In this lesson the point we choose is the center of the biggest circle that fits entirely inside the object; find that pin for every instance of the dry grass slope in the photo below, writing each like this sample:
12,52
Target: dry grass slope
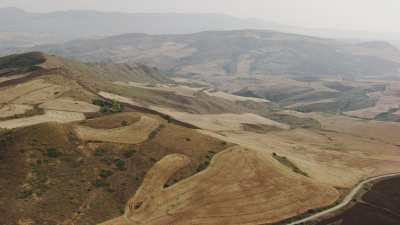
239,187
132,134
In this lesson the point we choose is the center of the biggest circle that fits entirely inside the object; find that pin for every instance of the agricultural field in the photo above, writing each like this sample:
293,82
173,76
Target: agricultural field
175,152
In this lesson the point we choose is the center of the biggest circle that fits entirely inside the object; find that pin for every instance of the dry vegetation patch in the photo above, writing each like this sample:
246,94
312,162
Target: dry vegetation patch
68,104
32,92
10,110
239,187
132,134
49,116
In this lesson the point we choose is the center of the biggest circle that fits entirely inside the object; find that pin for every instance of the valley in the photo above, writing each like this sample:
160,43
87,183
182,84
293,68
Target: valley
165,150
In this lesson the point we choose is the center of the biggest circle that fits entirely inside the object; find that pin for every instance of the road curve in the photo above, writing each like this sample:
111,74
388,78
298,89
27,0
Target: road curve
345,201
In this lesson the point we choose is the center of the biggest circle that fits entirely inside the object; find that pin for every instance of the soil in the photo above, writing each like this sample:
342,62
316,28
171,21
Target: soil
381,205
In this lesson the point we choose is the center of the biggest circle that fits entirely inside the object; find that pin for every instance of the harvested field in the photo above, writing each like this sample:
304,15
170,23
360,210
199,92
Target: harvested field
221,122
176,89
10,110
339,160
49,116
239,187
118,98
133,134
387,132
32,92
69,105
112,121
235,98
380,206
384,104
4,79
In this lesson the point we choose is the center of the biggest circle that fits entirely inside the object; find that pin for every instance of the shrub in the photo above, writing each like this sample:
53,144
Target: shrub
100,152
105,173
108,107
120,164
129,153
52,153
100,183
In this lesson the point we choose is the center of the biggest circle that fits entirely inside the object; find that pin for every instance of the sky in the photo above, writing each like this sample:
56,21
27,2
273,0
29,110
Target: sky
362,15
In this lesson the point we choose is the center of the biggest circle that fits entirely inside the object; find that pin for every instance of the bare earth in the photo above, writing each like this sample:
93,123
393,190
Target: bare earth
240,186
49,116
132,134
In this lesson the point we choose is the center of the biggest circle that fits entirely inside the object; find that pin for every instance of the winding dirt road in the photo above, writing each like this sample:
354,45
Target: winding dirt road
345,201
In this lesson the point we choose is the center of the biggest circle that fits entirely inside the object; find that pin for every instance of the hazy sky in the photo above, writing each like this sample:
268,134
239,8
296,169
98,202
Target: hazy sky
368,15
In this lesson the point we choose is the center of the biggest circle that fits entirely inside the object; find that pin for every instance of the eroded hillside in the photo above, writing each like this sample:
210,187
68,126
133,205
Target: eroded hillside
80,148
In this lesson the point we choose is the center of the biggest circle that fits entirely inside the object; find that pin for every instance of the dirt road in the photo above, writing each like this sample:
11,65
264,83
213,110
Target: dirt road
345,201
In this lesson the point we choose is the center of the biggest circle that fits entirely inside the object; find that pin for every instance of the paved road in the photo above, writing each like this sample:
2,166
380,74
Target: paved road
345,201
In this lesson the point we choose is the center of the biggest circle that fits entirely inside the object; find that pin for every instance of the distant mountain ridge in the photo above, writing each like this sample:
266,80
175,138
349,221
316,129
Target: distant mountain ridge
244,52
19,27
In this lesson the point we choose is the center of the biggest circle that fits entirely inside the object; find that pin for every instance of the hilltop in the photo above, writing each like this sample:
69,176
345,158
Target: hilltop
78,137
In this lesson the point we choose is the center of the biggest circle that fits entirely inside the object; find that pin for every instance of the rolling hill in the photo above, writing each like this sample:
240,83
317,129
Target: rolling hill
156,151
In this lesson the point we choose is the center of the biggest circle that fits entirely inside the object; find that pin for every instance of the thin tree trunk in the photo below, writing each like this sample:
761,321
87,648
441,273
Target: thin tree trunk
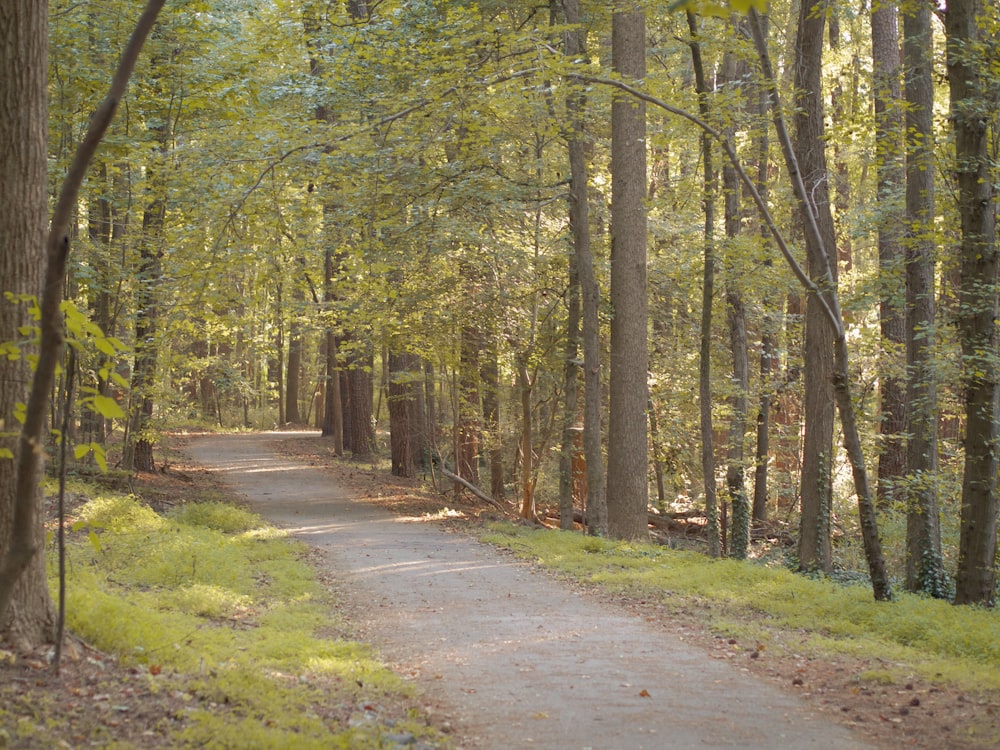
709,189
924,565
490,379
571,374
890,166
527,443
359,376
815,548
26,613
597,510
403,421
826,295
628,485
469,406
977,312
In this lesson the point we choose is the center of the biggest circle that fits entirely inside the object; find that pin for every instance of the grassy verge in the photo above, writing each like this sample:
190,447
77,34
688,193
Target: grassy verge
938,641
218,609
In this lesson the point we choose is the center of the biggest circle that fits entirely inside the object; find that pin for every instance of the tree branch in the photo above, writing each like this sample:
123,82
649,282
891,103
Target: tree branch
31,442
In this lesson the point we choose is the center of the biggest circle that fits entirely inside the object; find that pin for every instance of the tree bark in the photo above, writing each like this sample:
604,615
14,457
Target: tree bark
359,376
891,174
490,377
977,313
571,372
628,485
924,566
469,406
138,451
815,550
26,615
25,610
709,188
404,374
579,196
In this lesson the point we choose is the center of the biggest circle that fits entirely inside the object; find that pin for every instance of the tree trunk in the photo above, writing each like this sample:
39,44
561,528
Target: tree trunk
739,535
924,566
768,344
709,188
571,372
404,374
579,196
826,294
138,451
293,370
815,550
890,166
977,313
628,486
26,615
490,377
527,444
469,406
359,377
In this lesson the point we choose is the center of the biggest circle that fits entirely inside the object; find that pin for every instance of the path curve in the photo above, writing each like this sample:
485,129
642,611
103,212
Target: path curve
516,659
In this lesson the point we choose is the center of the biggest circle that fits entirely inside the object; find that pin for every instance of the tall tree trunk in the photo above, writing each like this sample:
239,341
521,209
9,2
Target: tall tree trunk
26,615
924,567
571,373
138,451
524,386
294,366
709,188
736,318
841,178
768,344
469,406
977,313
826,294
489,373
628,485
890,166
815,550
404,375
579,196
359,376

[Required work]:
The records above must all be output exactly. Omit the images.

[Task output]:
In this lesson the point we choose is the center of the biggest circle that fits entirely inside the object; find that pin for every instance of the dry grass slope in the photo below, writing each like this sample:
12,52
Target: dry grass slope
239,187
132,134
In this lesson the point we choose is the center of the biggest circle that fits entirely inside the object; find that pin for every instance of the agricultural field in the photo above, writing each like this sample:
293,82
173,76
Target: agricultural field
175,152
In this lesson the point we choose is the center of the biggest circle that fits entirely inside the object; find that pin for every instance of the dry vegetation patch in the photo above, writing each like this sample:
246,94
312,162
Target: dry vegetation patch
68,104
32,92
10,110
239,187
132,134
49,116
In this lesson the point we choose is the center of the biggest circle that fits entirely inside the object; find that pin for every instance of the valley in the photo above, writing each like this sample:
160,43
87,183
182,84
293,68
Target: valley
165,150
In this lesson the point we choose is the center of the biggest circle that fits entirely inside the object; find that pin for every instance of the road curve in the photo above, writing each like this sample:
111,74
388,78
298,89
27,0
Target: road curve
345,201
In this lesson the point we choose is the center of the biggest circle that fits entirely inside the object; find that pin for every instance of the soil in the photo above, writing each like this sample:
342,62
316,28
171,21
Target: soil
381,205
In this lesson the point we choose is the center of the biggest circle that fits entirely inside the object; find that pin for every instance of the harvested field in the photo above, writing each like this sample:
304,15
170,23
360,210
199,92
Target: harvested field
221,122
176,89
10,110
339,160
49,116
239,187
118,98
133,134
387,132
32,92
69,105
112,121
235,98
380,206
384,104
4,79
In this lesson the point we choose is the center of the biggest circle that fits entirely inside the object; find that pin for every instance of the shrub in the photo above, writing each like this sample:
53,144
Target: shrub
100,152
105,173
108,107
120,164
129,153
52,153
100,183
In this lesson the point we choose is the center of the biggest circle that fits entirely inside the object; find that pin for every instance of the sky in the photo above, writing each like this sample:
56,21
27,2
273,0
29,110
Target: sky
362,15
In this lesson the point we choose is the center of the biggest circle that fits entirely inside the object; find that pin for every instance of the bare earth in the photo above, writing each like this sample:
93,123
393,190
Target: bare earth
240,186
49,116
132,134
In this lesson the point we choose is the center of the biggest circle that fits entirely inside the object; find that pin for every instance of the winding dirt road in the photo above, writing each like this sample:
354,45
Target: winding dirt road
345,201
In this lesson the point we choose is the center of the biggest circle that fits entirely inside the object; find that pin for every instance of the hazy sky in the photo above, writing each like this sample:
268,134
239,8
296,169
98,202
Target: hazy sky
368,15
In this lesson the point we choose is the center of the biggest circle that fits entirely inside the object; find that pin for every instance of the eroded hillside in the photo above, writing each like this sample:
210,187
68,126
133,205
Target: eroded hillside
80,148
In this lesson the point we choose is the center of the biggest circle that fits entirely inside the object; find that pin for every instance of the dirt road in the photo above, writing each like this sample:
11,65
264,83
213,110
Target: dirt road
345,201
In this lesson the point we choose is the center of the biggest circle that fits entirely inside the object; find that pin for every instance of the paved road in the photo above, writing each like this sample:
2,166
380,74
Target: paved road
345,201
In this lesson the point we choose is the center of the biggest circle that fits entirely inside the object; find that pin for every instance of the distant mountain ridge in the photo above, writing each like this sample:
266,80
175,138
349,221
316,129
Target: distant mountain ridge
244,52
19,27
In this lesson the point we choose is the center of the biggest circle that fits entirely inside the object; find that pin for every instance of the hilltop in the photo above, writing each like this sample:
69,176
345,158
Target: hilltop
78,137
In this lesson the point we choose is the center of the biggest circle that fits entirely inside the object; find that pin for every instance of the rolling hill in the photo above, writing each like this sample:
240,83
317,129
Target: rolling hill
156,151
In this lesson the point we choose is the center of the biggest circle that fits entirely inside the object; find that pin for every instance of the thin tree trunk in the photo below, writing each like this sample:
761,321
87,648
441,273
Target: thin tree trunk
709,189
924,565
490,379
571,374
890,166
527,443
359,376
815,548
26,613
597,510
403,421
826,295
628,485
469,406
977,312
In this lesson the point we choose is the center of the biggest circle that fits entirely inside the object; find that pin for every instance of the grassy verge in the photo above, writing each like this sample:
190,447
77,34
688,193
Target: grassy verge
938,641
218,609
In this lesson the point we choose is the center of the biggest circle that fits entirely inside the object; find that pin for every instance of the tree branch in the photo above, writing each like this sample:
123,82
649,282
891,103
Target: tree branch
31,442
In this lesson the point we choose is the center of the biggest circle that fits entirely inside the object; find that pin for every instance of the tree bark in the photo above, writing each like this sample:
604,615
14,457
Target: tree bark
359,376
891,174
490,377
977,313
571,372
628,485
924,566
469,406
138,451
815,550
26,615
25,610
709,188
404,374
579,196
In this lesson the point we choose is the center of the biggest circle that fits entirely inside the object; find that pin for every instance of the tree trunk in the photo above, writing each like this sample:
39,44
561,528
Target: tree trunk
739,535
924,566
768,344
709,188
571,372
404,374
579,196
826,294
138,451
293,370
815,550
890,166
977,313
628,486
26,615
490,377
527,444
469,406
359,377
In this lesson the point we choose is the center of the biggest circle that fits entirely inside the object; find that pin for every instance of the path curve in the photo above, writing each like this sample:
485,129
642,611
103,212
Target: path curve
516,659
In this lesson the point we choose is the center of the biggest circle that fits entirely inside the object; find that pin for every instance of the tall tree trunk in the photo above, writing each like this sample:
239,341
521,209
9,2
Target: tall tree trunk
26,615
924,567
571,373
138,451
524,386
294,366
709,188
736,318
841,178
768,344
469,406
977,313
826,294
489,373
628,485
890,166
815,550
404,375
579,196
359,376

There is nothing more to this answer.